BEGIN SELECTED PASSAGE

26 responses to “Introducing the Windows 11 Field Guide”

  1. madthinus

    My suggestion is to leave the Edge out of the scope.

    • Paul Thurrott

      You mean, leave out Microsoft Edge? I think that's the longest chapter in the current book.

  2. bschnatt

    Will it include a chapter on integrating Android & Windows 11 (Your Phone, Microsoft Launcher, etc)?

  3. lwetzel


    Hurry and start writing this. I have the insider release and can't find anything. ;)

  4. pecosbob04

    So Paul, have you ever considered doing a field guide for Linux, MacOS, or IOS (and variants)? Alternative question; if not can you recommend a similar source for those OSs?

  5. jchampeau

    Just my two cents worth (err, $9.99 as it were): I think the cost for this should be $9.99 per year akin to a magazine subscription. You could pay once and get updates for the year, and then choose to renew for another $9.99 and get another year's updates or not. I'm thinking back to the days when I bought books at Borders for $30-$50 each, and within 3-5 years they were out of date. $10/year is a more-than-fair price.

    • Kendog52361

      If he's looking at an "annual pricing schedule", I would suggest something more like a slightly lower yearly price, or a "lifetime price", to "pay once". Maybe even include the yearly update as part of the annual premium membership on

      • philbypond

        I like the concept of a subscription price that would allow for more than the 2 year of updates. Maybe $9.99 first year and $4.99 for subsequent years. Don't know what kind of billing complications or added cost there might be with subscription dates starting at different times for different purchasers. Also, the lifetime price could be attractive depending on how long a lifetime is ;-) .

END SELECTED PASSAGE
BEGIN GIVEN INFORMATION

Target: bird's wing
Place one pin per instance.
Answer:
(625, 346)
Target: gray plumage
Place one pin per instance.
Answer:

END GIVEN INFORMATION

WHAT TO WORK ON:
(a) Copy the comment thread from "Hurry and start" up to and including "for those OSs?".
(b) How would you sum up the comment thread in two sentences?
The records stand apart from the comment thread and are their own material.

ANSWERS BY TASK:
(a)
Hurry and start writing this. I have the insider release and can't find anything. ;)

  4. pecosbob04

    So Paul, have you ever considered doing a field guide for Linux, MacOS, or IOS (and variants)? Alternative question; if not can you recommend a similar source for those OSs?

(b) Commenters respond to the Windows 11 Field Guide with suggestions and questions, such as leaving Edge out of scope, covering Android integration with Windows 11, and offering similar guides for Linux, macOS, or iOS. Several discuss pricing, proposing a $9.99 yearly subscription, a lower yearly price or a one-time lifetime price, or $9.99 for the first year and $4.99 for later years.